* _PROMPT_
Retype the line in which "Where can the person holding" appears, then every line after it until the records end. Leave out the pictures.

* _RECORDS TO PROCESS_
— START —

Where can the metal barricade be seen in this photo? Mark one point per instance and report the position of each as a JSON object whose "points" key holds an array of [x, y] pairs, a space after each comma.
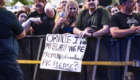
{"points": [[110, 49]]}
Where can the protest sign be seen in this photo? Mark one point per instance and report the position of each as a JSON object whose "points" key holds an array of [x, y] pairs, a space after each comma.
{"points": [[63, 52]]}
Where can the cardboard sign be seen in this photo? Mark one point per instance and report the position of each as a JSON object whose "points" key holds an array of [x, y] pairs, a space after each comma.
{"points": [[63, 52]]}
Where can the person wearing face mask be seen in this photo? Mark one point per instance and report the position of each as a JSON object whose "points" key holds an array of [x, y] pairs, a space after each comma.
{"points": [[66, 23], [124, 22], [10, 31], [62, 5], [99, 18], [41, 20], [21, 15]]}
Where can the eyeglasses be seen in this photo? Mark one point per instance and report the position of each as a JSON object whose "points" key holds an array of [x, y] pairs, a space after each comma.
{"points": [[90, 0], [64, 1]]}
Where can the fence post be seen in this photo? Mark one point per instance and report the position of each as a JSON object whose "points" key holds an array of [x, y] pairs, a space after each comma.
{"points": [[96, 57], [127, 54], [39, 51]]}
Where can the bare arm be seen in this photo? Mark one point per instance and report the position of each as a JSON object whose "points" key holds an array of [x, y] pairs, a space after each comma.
{"points": [[22, 35], [49, 10], [103, 31], [117, 33]]}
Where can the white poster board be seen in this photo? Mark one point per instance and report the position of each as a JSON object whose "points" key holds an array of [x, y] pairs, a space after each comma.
{"points": [[63, 52]]}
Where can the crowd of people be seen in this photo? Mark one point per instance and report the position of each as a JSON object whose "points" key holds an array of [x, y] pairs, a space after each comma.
{"points": [[91, 20]]}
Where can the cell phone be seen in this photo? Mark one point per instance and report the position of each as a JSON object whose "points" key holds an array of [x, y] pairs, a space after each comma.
{"points": [[137, 24], [93, 27]]}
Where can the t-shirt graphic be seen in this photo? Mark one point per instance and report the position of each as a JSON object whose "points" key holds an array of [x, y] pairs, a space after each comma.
{"points": [[131, 21]]}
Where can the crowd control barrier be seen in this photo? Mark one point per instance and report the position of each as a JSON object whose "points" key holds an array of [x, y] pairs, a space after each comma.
{"points": [[105, 58]]}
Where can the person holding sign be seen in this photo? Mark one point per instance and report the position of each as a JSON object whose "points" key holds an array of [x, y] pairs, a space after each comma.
{"points": [[67, 19], [10, 31], [125, 22], [41, 20], [92, 22]]}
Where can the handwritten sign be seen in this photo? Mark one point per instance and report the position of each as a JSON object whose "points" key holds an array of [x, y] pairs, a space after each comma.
{"points": [[63, 52]]}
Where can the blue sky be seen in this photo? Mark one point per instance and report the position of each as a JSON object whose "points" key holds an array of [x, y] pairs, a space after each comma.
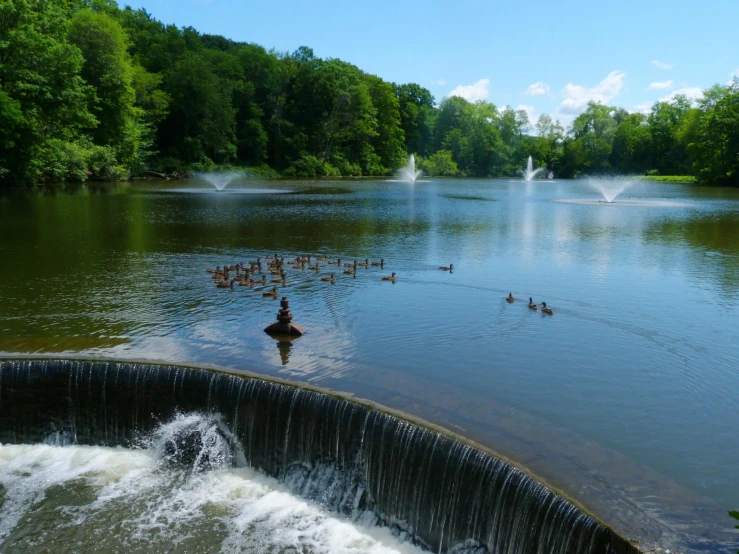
{"points": [[547, 57]]}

— END —

* _SOLUTION TO THIS EXERCISE_
Where can the person holding sign be seen in this photo? Mark one point per instance and report the position of each as a JSON object whose "points" key holds an array of [x, y] pairs, a space after each comma.
{"points": [[67, 19], [10, 31], [125, 22], [41, 20], [92, 22]]}
Where can the handwritten sign be seen in this photo? Mark one point per instance and report the position of each as a JSON object whose "points" key holds an array of [x, y] pairs, a space after each comma.
{"points": [[63, 52]]}
Where can the blue sky be seen in this photo? Mark one point per instance and report the position of each as a JSON object whose "points" key holds an array of [x, y] pairs, a space after each comma.
{"points": [[547, 57]]}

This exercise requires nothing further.